Excerpt to read ▸
>> START

Monument sent me a reply card instead of a credit agreement, no prescribed terms on it whatsoever.

Failed to reply to SAR request.

I sent them this letter

Dear sir or madam

 

Request for true copy of Credit Agreement under Sections 77/78 of the Consumer Credit Act 1974

 

I wrote to you recently requesting a true, signed copy of any credit agreement that exists in relation to the above account. This is my right under Sections 77 and 78 of the Consumer Credit Act 1974 on payment of the statutory fee of £1.00. This payment was included with my original request.

 

Under the terms of the above Act, a creditor has 12 working days to provide the requested document. Should they fail to do this, they have a further calendar month to rectify this default. Failure to comply within these timescales is a criminal offence.

 

Both of these deadlines have now passed and I have received nothing in relation to my request. This can lead me to only one conclusion, that being that no signed credit agreement exists in relation to this account.

 

As I am sure you are aware, an agreement that does not contain all of the prescribed terms, and/or is not signed by the debtor, is completely unenforceable, even in a court of law. This will be a complete defence to any court action that you may consider taking.

 

On the advice of the Financial Ombudsman, I am now requesting a final decision in this matter from you. Should this decision not meet with my satisfaction, then I will pursue the matter through the Ombudsman. The maximum timescale for you to give a final response to any complaint is 8 weeks. This time runs from the date of my original complaint, in this case that is the request for a true copy of the credit agreement, 19 - April - 2007.

 

Please note, you may also consider this letter a statutory notice under Section 10 of the Data Protection Act to cease processing any data in relation to this account with immediate effect. This means you must remove all information regarding this account from your own internal records and from my records with the credit reference agencies. Should you refuse to comply, you must within 21 days provide me with a detailed breakdown of your reasoning behind continuing to process my data. It is not sufficient to simply state that you have a ‘legal right’, you must outline your reasoning in this matter and state upon which legislation this reasoning depends.

>> END

Direction 1 ▸
In the credit agreement letter, what is the stretch from "As I am sure" through "April - 2007." when you replace "8 weeks" with "eight weeks"?
Direction 2 ▸
According to the credit agreement letter, how many working days does a creditor have to provide the requested document?

Material supplied ▸
>> START

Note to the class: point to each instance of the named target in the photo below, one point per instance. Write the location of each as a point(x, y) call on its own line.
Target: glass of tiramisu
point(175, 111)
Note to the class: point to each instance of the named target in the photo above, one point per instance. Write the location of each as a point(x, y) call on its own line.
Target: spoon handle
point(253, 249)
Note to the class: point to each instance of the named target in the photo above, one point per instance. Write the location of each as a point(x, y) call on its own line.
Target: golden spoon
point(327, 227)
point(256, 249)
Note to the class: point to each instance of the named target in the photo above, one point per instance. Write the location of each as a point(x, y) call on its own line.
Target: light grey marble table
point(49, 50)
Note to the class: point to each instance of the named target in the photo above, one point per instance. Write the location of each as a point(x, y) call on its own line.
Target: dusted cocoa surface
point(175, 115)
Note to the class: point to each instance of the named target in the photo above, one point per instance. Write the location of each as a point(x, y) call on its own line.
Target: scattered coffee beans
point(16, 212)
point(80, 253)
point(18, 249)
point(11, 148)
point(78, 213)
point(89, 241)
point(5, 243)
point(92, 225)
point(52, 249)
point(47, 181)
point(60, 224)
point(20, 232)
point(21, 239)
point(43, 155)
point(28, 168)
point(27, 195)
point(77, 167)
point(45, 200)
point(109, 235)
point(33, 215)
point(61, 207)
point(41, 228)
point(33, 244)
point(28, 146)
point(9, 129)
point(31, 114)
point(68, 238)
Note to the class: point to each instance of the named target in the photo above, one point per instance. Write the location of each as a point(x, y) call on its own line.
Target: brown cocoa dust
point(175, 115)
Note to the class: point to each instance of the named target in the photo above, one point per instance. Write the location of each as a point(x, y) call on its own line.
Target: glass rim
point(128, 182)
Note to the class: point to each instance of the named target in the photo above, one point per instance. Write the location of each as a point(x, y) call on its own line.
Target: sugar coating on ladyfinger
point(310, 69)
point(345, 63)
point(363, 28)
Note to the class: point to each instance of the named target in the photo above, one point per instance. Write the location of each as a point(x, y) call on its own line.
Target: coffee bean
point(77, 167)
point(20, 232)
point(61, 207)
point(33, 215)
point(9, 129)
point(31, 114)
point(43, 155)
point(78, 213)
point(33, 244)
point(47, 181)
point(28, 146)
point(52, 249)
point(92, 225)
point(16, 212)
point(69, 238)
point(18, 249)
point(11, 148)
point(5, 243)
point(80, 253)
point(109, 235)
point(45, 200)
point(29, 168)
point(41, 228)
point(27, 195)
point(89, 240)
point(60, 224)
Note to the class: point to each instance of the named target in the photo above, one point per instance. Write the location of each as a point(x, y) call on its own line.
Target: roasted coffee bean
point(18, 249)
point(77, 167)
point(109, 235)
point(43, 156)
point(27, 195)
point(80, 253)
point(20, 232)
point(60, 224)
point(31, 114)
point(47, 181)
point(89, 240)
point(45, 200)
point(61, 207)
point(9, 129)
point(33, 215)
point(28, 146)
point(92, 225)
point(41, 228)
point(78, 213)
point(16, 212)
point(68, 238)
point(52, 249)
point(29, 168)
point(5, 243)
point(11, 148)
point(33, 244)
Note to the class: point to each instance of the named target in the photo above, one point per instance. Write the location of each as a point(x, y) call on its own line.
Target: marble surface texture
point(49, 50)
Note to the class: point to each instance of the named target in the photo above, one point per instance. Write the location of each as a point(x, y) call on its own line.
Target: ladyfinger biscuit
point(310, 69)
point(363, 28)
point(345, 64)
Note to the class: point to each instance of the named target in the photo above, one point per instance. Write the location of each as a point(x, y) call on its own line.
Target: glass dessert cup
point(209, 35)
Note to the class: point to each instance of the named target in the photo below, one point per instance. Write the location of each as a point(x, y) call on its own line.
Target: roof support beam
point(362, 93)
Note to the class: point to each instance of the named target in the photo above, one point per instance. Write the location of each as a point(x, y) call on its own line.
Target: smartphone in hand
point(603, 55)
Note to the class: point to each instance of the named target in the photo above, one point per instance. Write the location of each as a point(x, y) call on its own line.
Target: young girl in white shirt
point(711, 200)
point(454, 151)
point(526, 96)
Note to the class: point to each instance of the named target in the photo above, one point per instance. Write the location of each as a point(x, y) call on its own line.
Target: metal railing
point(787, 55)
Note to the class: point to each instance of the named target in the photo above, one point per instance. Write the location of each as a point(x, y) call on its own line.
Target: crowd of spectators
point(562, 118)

>> END

Exercise answer 1 ▸
As I am sure you are aware, an agreement that does not contain all of the prescribed terms, and/or is not signed by the debtor, is completely unenforceable, even in a court of law. This will be a complete defence to any court action that you may consider taking.

 

On the advice of the Financial Ombudsman, I am now requesting a final decision in this matter from you. Should this decision not meet with my satisfaction, then I will pursue the matter through the Ombudsman. The maximum timescale for you to give a final response to any complaint is eight weeks. This time runs from the date of my original complaint, in this case that is the request for a true copy of the credit agreement, 19 - April - 2007.

Exercise answer 2 ▸
12 working days.